__TASK STATEMENT__: State how many lines in the listing below contain the word "shape", with no other words.

__DATA TO PROCESS__:
-.-.-

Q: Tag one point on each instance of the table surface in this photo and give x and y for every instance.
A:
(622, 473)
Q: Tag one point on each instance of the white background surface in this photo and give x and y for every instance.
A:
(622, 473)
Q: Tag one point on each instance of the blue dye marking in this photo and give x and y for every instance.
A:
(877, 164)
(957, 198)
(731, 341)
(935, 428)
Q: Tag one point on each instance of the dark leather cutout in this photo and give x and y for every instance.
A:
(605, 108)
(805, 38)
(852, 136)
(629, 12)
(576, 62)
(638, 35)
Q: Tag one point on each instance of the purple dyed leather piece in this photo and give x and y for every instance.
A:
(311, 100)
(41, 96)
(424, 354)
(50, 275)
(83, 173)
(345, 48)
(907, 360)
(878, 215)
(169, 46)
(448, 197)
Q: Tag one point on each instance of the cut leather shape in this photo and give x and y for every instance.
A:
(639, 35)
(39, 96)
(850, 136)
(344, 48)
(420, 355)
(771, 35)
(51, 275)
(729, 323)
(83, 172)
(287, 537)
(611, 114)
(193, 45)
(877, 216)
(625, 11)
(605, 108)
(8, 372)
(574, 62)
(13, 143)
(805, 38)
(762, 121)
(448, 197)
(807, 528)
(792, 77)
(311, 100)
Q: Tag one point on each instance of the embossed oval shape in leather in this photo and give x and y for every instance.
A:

-.-.-

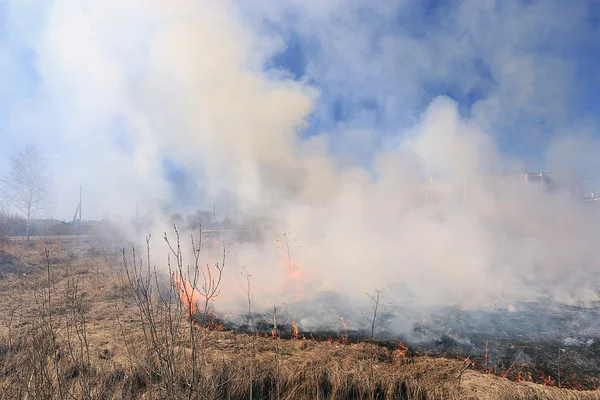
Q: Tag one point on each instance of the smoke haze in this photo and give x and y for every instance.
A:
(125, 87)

-.-.-

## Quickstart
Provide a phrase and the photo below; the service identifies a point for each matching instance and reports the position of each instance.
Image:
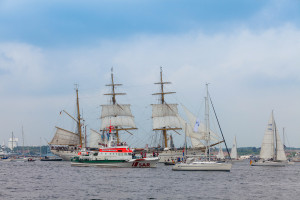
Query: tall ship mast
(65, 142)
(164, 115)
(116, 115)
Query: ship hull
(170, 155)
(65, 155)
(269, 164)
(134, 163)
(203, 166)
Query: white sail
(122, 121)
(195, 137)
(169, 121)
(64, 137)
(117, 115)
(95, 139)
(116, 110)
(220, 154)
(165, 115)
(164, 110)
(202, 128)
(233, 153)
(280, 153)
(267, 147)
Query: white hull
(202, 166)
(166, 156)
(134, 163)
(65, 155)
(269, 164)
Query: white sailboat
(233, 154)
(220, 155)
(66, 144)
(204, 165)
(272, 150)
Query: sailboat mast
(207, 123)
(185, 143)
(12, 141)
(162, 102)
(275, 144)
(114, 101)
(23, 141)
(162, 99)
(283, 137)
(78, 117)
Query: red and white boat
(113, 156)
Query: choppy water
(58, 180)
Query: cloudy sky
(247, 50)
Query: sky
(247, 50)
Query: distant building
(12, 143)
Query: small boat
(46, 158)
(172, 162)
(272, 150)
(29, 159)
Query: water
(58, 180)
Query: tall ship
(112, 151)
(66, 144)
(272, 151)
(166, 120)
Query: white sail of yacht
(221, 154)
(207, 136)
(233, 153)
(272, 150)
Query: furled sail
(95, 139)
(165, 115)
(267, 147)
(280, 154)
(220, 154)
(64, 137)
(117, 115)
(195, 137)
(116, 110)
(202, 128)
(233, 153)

-.-.-

__OUTPUT OF THE EXERCISE__: 2